# TEXT SECTION
## begin

With its ferny foliage and umbrella-shaped clusters of blooms, Queen Anne’s lace is pretty and a few random plants cause few problems. However, a lot of Queen Anne’s lace can be a major cause for concern, especially in pastures, hayfields, and gardens like yours. Once they get the upper hand, controlling Queen Anne’s lace flowers is extremely difficult. Wondering how to control Queen Anne’s lace? Read on to learn more about this challenging plant.
About Queen Anne’s Lace Flowers
A member of the carrot family, Queen Anne’s lace (Daucus carota) is also known as wild carrot. The lacy leaves resemble carrot tops and the plant smells like carrots when crushed.
Queen Anne’s lace is native to Europe and Asia, but it has naturalized and grows across much of the United States. Because of its large size and fast growth habits, it poses a considerable threat to native plants. It will also choke out flowers and bulbs in your garden.
Queen Anne’s Lace Management
Controlling wild carrot plants is difficult because of their long, sturdy taproot, and because it has so many effective ways of reproducing itself far and wide. Queen Anne’s lace is a biennial plant that produces leaves and rosettes the first year, then blooms and sets seed the second year.

## end

# SOURCE EXCERPT
## begin

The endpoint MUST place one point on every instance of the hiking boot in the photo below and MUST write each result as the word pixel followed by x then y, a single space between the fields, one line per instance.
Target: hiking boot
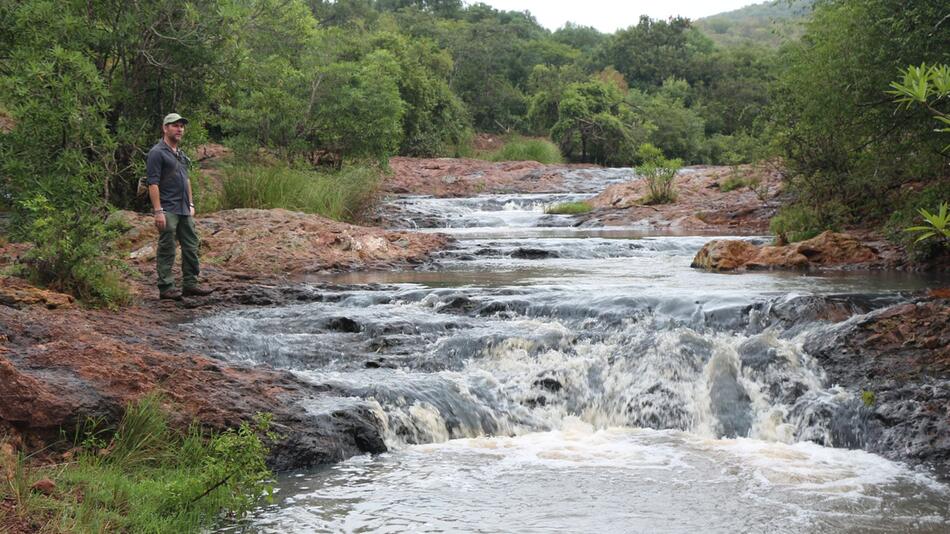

## end

# WHAT IS BEING ASKED
Continue the Queen Anne's lace text from the point where it stops. The lines play no part in what follows.

# RESULT OF THIS EXERCISE
Although the plant dies after setting seed, it ensures that many seeds are left behind for the coming year. In fact, one plant can produce up to 40,000 seeds in bristled cones that stick to clothing or animal fur. Thus, the plant is readily transferred from place to place.
Here are some tips on getting rid of wild carrots in the garden:
- Hand-pull plants before they flower. Try not to leave small pieces of root in the soil. However, the roots will eventually die if the tops are continually removed. Mow or prune Queen Anne’s lace before it flowers and sets seeds. No flowers means no seeds.
- Till or dig the soil regularly to prevent young sprouts from taking roots. Don’t attempt to burn Queen Anne’s lace. Burning just encourages seeds to sprout.
- Use herbicides only when other means of control are ineffective. Check with your local cooperative extension office, as the plant is resistant to some herbicides.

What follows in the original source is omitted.